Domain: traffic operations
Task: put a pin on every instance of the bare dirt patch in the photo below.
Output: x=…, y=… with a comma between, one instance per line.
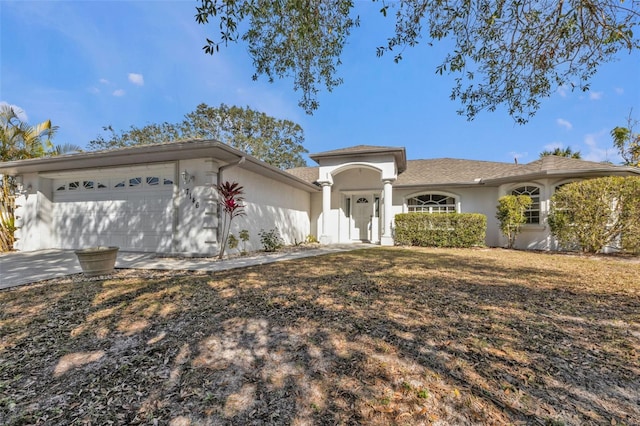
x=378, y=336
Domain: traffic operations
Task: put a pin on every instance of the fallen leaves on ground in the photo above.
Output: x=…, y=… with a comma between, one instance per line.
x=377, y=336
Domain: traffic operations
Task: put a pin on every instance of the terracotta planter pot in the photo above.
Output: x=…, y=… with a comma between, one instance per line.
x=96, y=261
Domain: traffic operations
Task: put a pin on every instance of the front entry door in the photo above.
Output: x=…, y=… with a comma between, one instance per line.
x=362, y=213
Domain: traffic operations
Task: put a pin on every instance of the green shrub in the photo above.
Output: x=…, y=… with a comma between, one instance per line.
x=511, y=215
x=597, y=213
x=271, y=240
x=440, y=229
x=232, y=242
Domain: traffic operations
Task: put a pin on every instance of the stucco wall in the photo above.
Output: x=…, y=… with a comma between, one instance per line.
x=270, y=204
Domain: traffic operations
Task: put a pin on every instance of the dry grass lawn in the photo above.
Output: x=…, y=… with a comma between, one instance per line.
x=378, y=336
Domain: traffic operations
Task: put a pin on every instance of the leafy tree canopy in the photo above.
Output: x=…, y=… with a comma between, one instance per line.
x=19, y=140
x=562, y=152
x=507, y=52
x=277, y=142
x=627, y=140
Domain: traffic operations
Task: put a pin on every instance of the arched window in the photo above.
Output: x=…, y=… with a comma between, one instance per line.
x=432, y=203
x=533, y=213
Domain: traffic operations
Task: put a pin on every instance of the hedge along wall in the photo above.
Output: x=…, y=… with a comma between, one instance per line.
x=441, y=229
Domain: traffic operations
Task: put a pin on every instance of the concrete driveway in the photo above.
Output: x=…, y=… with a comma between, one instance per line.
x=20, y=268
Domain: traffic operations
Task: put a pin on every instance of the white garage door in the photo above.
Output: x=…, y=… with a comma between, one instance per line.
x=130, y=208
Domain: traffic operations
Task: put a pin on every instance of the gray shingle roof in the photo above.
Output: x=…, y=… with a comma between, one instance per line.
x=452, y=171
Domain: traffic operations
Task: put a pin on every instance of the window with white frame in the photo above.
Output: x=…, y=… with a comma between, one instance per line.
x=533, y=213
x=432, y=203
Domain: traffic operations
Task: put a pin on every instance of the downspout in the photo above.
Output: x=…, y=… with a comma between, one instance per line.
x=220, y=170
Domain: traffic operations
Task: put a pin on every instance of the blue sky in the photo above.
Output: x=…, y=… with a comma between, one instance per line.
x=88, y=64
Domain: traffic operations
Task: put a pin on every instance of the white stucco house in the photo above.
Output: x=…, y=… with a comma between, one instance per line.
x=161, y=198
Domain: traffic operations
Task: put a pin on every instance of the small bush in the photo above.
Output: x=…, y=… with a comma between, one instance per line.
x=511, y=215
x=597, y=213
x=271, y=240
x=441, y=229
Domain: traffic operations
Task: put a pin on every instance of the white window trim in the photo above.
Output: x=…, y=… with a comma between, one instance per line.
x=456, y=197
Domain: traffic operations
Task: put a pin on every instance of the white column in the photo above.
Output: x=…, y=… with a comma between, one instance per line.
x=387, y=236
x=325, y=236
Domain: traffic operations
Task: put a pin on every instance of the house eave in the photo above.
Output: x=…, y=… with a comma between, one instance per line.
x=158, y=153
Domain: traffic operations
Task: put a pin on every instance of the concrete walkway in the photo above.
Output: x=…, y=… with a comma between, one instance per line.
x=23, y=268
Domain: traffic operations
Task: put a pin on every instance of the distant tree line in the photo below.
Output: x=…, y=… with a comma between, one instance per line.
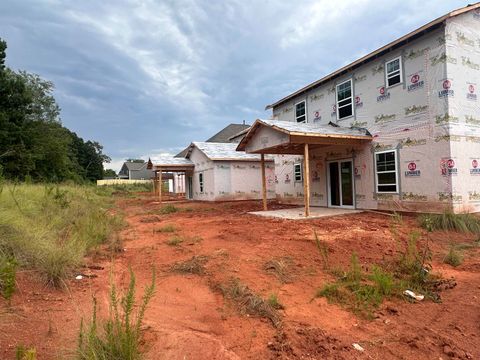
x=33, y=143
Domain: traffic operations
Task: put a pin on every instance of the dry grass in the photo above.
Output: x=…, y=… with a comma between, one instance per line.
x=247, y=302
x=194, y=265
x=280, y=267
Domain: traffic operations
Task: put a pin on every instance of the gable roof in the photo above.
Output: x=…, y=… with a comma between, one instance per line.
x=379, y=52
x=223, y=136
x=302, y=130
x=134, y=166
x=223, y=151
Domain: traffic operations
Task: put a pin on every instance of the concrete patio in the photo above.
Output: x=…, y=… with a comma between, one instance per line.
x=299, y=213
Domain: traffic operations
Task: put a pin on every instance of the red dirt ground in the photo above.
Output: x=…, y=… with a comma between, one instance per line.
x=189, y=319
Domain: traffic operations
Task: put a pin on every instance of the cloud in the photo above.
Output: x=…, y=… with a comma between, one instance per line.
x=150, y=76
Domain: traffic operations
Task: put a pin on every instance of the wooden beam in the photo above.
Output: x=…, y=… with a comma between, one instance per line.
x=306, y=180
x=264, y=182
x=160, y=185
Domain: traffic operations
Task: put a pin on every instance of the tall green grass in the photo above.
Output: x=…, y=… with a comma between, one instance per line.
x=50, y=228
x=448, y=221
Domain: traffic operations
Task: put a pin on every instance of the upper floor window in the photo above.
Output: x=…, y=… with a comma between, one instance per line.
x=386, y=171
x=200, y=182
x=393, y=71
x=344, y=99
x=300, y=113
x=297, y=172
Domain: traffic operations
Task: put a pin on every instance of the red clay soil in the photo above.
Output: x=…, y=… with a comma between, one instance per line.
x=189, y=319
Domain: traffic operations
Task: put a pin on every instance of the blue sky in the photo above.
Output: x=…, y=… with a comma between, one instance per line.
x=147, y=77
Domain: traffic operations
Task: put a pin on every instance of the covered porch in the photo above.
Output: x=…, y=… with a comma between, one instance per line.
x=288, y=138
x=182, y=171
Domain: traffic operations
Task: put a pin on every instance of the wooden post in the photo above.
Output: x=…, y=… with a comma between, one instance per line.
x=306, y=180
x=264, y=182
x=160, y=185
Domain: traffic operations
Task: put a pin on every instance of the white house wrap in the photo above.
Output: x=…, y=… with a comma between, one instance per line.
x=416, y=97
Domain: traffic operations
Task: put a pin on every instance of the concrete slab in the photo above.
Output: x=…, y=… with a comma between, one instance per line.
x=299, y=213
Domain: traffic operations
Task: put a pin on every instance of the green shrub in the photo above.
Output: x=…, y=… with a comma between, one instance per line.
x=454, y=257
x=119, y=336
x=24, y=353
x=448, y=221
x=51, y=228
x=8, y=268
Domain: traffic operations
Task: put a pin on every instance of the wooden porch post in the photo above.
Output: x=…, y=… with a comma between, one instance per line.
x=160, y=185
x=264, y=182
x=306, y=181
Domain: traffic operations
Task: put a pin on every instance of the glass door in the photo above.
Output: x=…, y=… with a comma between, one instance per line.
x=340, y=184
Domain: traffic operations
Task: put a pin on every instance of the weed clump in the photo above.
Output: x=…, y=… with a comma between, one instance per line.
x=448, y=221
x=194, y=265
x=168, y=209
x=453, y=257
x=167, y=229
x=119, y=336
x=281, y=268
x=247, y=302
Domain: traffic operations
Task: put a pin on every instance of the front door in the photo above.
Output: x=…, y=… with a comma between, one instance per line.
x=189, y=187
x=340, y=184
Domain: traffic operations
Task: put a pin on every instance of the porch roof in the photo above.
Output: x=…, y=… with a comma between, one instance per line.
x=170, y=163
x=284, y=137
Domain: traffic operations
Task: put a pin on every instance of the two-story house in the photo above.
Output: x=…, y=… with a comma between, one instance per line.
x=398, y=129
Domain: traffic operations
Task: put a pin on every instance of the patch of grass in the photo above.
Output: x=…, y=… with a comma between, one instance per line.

▶ **Task directions**
Leave out the pictures and restate everything else word for word.

▶ **Right answer**
Domain: traffic operations
Task: put a pin on every instance of the bare dirt patch in the photo below.
Output: x=…, y=… with a comma between, one instance per line.
x=378, y=336
Domain: traffic operations
Task: put a pin on every instance of the fallen leaves on ground in the photo above.
Output: x=…, y=… with a comma between, one instance per line.
x=377, y=336
Domain: traffic operations
Task: put a pin on every instance of the terracotta planter pot in the photo above.
Output: x=…, y=… with a comma between, one instance per line.
x=96, y=261
Domain: traffic operations
Task: put a pin on every instance of the front entry door in the photo above.
Output: x=…, y=… with a comma between, one instance per line.
x=362, y=213
Domain: traffic operations
Task: put a pin on every instance of the green shrub in the photo above.
Output: x=…, y=… with a comma between, one instance per line.
x=511, y=215
x=597, y=213
x=271, y=240
x=440, y=229
x=232, y=242
Domain: traffic operations
Task: put a pin on every instance of the stucco wall in the photo above.
Output: x=…, y=… with a comma between, one instance per line.
x=270, y=204
Domain: traffic operations
Task: put a pin on every instance of the dry grass lawn in the photo above.
Output: x=…, y=… with a comma between, one instance per line.
x=378, y=336
Domain: traffic operations
Task: put a pin on every instance of the leafy tree canopy in the photo above.
Output: x=…, y=… with a comma between, one instance per line.
x=19, y=140
x=562, y=152
x=507, y=52
x=277, y=142
x=627, y=140
Domain: traffic operations
Task: put a pin on every instance of the arched window in the photo above.
Output: x=…, y=… with a comma between, one instance per line.
x=432, y=203
x=533, y=213
Domain: traffic operations
Task: put a pin on every instance of the hedge along wall in the photo above.
Output: x=…, y=… with a comma between, one instance per line.
x=441, y=229
Domain: traffic operations
Task: put a pin on every instance of the concrete driveway in the photo above.
Output: x=…, y=… with a comma between, one instance per line.
x=20, y=268
Domain: traffic operations
Task: put a pin on every instance of the white garage door in the photo above.
Output: x=…, y=… with a comma between, one instance per line.
x=130, y=208
Domain: traffic operations
Task: put a pin on every instance of the gray shingle roof in the photo above.
Output: x=…, y=… with a comma between, one instance per line.
x=452, y=171
Domain: traffic operations
Task: put a pin on every instance of the window with white frame in the photo above.
Output: x=…, y=… with a comma between, one instance per line.
x=533, y=213
x=432, y=203
Domain: traffic operations
Task: put a pin on every instance of the downspout in the photo above.
Output: x=…, y=… with a comma between, one instance per line.
x=220, y=170
Domain: traffic operations
Task: put a pin on every instance of the blue sky in the photo above.
Output: x=…, y=… with a comma between, one instance per line.
x=88, y=64
Domain: traffic operations
Task: put a pin on every instance of the white stucco house in the photo above.
Output: x=…, y=… with a comma between, one instance per line.
x=161, y=198
Domain: traffic operations
Task: put a pin on every instance of the small bush in the photo above.
Output: x=…, y=… with a comma between, one instance per line.
x=511, y=215
x=597, y=213
x=271, y=240
x=441, y=229
Domain: traffic operations
Task: put a pin on every instance of the white window trim in the photo above.
Output: x=…, y=… with a comma between, one instance per line.
x=456, y=197
Domain: traffic operations
Task: put a pin on every instance of the white column in the photo above.
Output: x=…, y=… with a comma between, one instance per line.
x=387, y=236
x=325, y=236
Domain: traffic operations
Task: put a pin on every instance of the house eave in the photo above.
Output: x=…, y=… with a comma between, one instance per line.
x=158, y=153
Domain: traffic operations
Task: put a pin on every instance of the concrete walkway in the photo above.
Output: x=…, y=… with a comma between, one instance per line.
x=23, y=268
Domain: traffic operations
Task: put a pin on every instance of the distant tree line in the photo below.
Output: x=…, y=… with a comma between, one instance per line.
x=33, y=143
Domain: traffic operations
Task: put a pin on every instance of the dry grass in the photo above.
Output: x=…, y=… with a comma between, one instance per line.
x=247, y=302
x=194, y=265
x=280, y=267
Domain: traffic operations
Task: put a pin on every instance of the gable roof in the photo above.
Output: x=…, y=… with a comma between, one instance per line.
x=379, y=52
x=223, y=136
x=302, y=130
x=134, y=166
x=223, y=151
Domain: traffic operations
Task: put a pin on every instance of the concrete patio in the photo above.
Output: x=…, y=… with a comma between, one instance per line.
x=299, y=213
Domain: traffic operations
Task: put a pin on every instance of the red dirt ground in the photo above.
Output: x=…, y=… with a comma between, one instance per line.
x=189, y=319
Domain: traffic operations
Task: put a pin on every instance of the cloud in the photo above.
Output: x=…, y=… with a comma between, one instance per line.
x=150, y=76
Domain: traffic operations
Task: put a pin on every instance of the wooden beam in the photo above.
Output: x=…, y=… with a comma between, one instance per line.
x=306, y=180
x=264, y=182
x=160, y=185
Domain: traffic operations
Task: put a pin on every instance of the tall green grass in the photo above.
Output: x=…, y=… with a comma between, one instance per line.
x=50, y=228
x=448, y=221
Domain: traffic operations
Task: put a pin on every instance of the upper floor window in the photo above.
Output: x=…, y=… with a comma between, one instance per line.
x=386, y=171
x=200, y=182
x=393, y=71
x=344, y=99
x=300, y=113
x=297, y=172
Domain: traffic operations
Task: put a pin on every instance of the red clay soil in the photo above.
Output: x=…, y=… with a comma between, one instance per line.
x=189, y=319
Domain: traffic operations
Task: put a pin on every instance of the blue sky in the photo above.
Output: x=…, y=… with a comma between, one instance per line.
x=147, y=77
Domain: traffic operations
Task: put a pin on every instance of the covered porch in the photo above.
Output: x=…, y=… with a comma between, one instance per line.
x=288, y=138
x=182, y=171
Domain: traffic operations
Task: put a pin on every instance of the wooden post in the photo above.
Output: x=…, y=… with a comma between, one instance per line.
x=306, y=180
x=264, y=182
x=160, y=185
Domain: traffic operations
Task: put a pin on every instance of the white house wrap in the photo above.
Output: x=…, y=… with a comma between, one instance per line.
x=416, y=97
Domain: traffic operations
Task: put a pin on every instance of the concrete slab in the photo above.
Output: x=…, y=… with a comma between, one instance per line.
x=299, y=213
Domain: traffic operations
Task: put a pin on every instance of the green shrub in the photo above.
Output: x=…, y=… with a comma between, one instance per line.
x=454, y=257
x=119, y=336
x=24, y=353
x=448, y=221
x=51, y=228
x=8, y=268
Domain: traffic operations
Task: put a pin on every instance of the wooden porch post in the photo above.
Output: x=…, y=… with a comma between, one instance per line.
x=160, y=185
x=264, y=182
x=306, y=181
Domain: traffic operations
Task: put a pin on every instance of the glass door in the photo above.
Output: x=…, y=… with a comma between, one instance per line.
x=340, y=184
Domain: traffic operations
Task: put a pin on every instance of the weed clump in the photo above.
Output: x=…, y=… with a comma between, one instance per line.
x=448, y=221
x=194, y=265
x=168, y=209
x=453, y=257
x=167, y=229
x=119, y=336
x=281, y=268
x=247, y=302
Domain: traffic operations
Task: put a pin on every instance of the front door in the photo above.
Output: x=…, y=… with a comma between, one instance per line.
x=189, y=187
x=340, y=184
Domain: traffic operations
Task: put a pin on every instance of the porch roof in the photo above.
Output: x=…, y=… with a comma between, one instance per line.
x=170, y=163
x=284, y=137
Domain: traffic operations
Task: put a pin on every instance of the two-story house in the photo above.
Output: x=…, y=… with a comma between, one instance per line.
x=398, y=129
Domain: traffic operations
Task: put a pin on every instance of the patch of grass in the photo above.
Output: x=…, y=… with a comma between, one instance per line.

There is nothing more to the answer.